_DOCUMENT EXCERPT_
————————
At the same time, a mid-20s female aide to Gillibrand resigned in protest over the handling of her sexual harassment complaint by Gillibrand‘s office, and criticized the senator for failing to abide by her own public standards.
In July, the female staffer alleged one of Gillibrand’s closest aides — who was a decade her senior and married — repeatedly made unwelcome advances after the senator had told him he would be promoted to a supervisory role over her. She also said the male aide regularly made crude, misogynistic remarks in the office about his female colleagues and potential female hires.
Less than three weeks after reporting the alleged harassment and subsequently claiming that the man retaliated against her for doing so, the woman told chief of staff Jess Fassler that she was resigning because of the office’s handling of the matter. She did not have another job lined up.
The woman was granted anonymity because she fears retaliation and damage to her future professional prospects.
“I have offered my resignation because of how poorly the investigation and post-investigation was handled,” the woman wrote to Gillibrand in a letter sent on her final day to the senator’s personal email account. Copied were general counsel Keith Castaldo and Fassler, who is now managing the senator’s presidential bid.
————————
[Object outline annotations]
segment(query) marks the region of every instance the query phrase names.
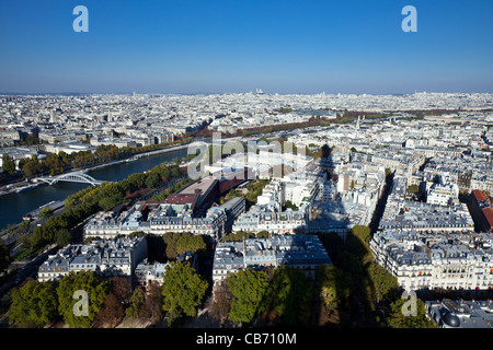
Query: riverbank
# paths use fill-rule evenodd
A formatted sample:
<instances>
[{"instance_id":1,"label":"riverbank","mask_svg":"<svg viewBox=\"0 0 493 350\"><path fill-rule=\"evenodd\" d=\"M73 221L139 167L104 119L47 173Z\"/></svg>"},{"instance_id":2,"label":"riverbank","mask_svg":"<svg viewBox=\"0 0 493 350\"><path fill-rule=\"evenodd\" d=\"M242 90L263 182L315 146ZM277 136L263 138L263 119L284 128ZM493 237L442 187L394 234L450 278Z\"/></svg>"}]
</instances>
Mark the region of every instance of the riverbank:
<instances>
[{"instance_id":1,"label":"riverbank","mask_svg":"<svg viewBox=\"0 0 493 350\"><path fill-rule=\"evenodd\" d=\"M111 161L111 162L106 162L106 163L102 163L102 164L98 164L98 165L89 166L89 167L84 167L84 168L72 168L72 170L70 170L70 172L84 172L85 173L85 172L90 172L90 171L104 168L104 167L107 167L107 166L113 166L113 165L124 164L124 163L128 163L128 162L134 162L134 161L137 161L137 160L139 160L139 159L141 159L144 156L151 156L151 155L157 155L157 154L161 154L161 153L175 152L175 151L180 151L180 150L188 148L194 142L202 142L202 141L192 141L192 142L184 143L184 144L167 147L167 148L161 149L161 150L142 152L142 153L135 154L134 156L128 158L128 159ZM0 197L7 196L7 195L10 195L10 194L15 194L15 192L30 190L30 189L33 189L33 188L35 188L37 186L41 186L41 185L43 185L43 184L31 183L31 182L28 182L26 179L20 180L20 182L15 182L15 183L12 183L12 184L7 184L7 185L3 185L3 186L0 186Z\"/></svg>"}]
</instances>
————————
_GIVEN PROBLEM A_
Output the passage from the text about the Gillibrand aide's resignation, starting with "At the same" and going on through "own public standards.".
_GIVEN PROBLEM B_
Answer these questions using the text about the Gillibrand aide's resignation:
(i) How many years older than the female staffer was the male aide she accused?
(ii) To whom did the woman say she was resigning?
(iii) Which general counsel was copied on her letter to the senator?
_GIVEN PROBLEM C_
Please take the text about the Gillibrand aide's resignation further, picking up after its last sentence.
These records have no connection to the text about the Gillibrand aide's resignation.

_EXPECTED ANSWER A_
At the same time, a mid-20s female aide to Gillibrand resigned in protest over the handling of her sexual harassment complaint by Gillibrand‘s office, and criticized the senator for failing to abide by her own public standards.

_EXPECTED ANSWER B_
(i) A decade.
(ii) Chief of staff Jess Fassler.
(iii) Keith Castaldo.

_EXPECTED ANSWER C_
“I trusted and leaned on this statement that you made: ‘You need to draw a line in the sand and say none of it is O.K. None of it is acceptable.’ Your office chose to go against your public belief that women shouldn’t accept sexual harassment in any form and portrayed my experience as a misinterpretation instead of what it actually was: harassment and ultimately, intimidation,” the woman wrote.
The senator and her staff never responded to the letter.
Of course Senator Gillibrand defended herself to Politico in a statement, suggesting they did everything appropriate in this case. Politico points out that the aide, Abbas Malik, kept his job.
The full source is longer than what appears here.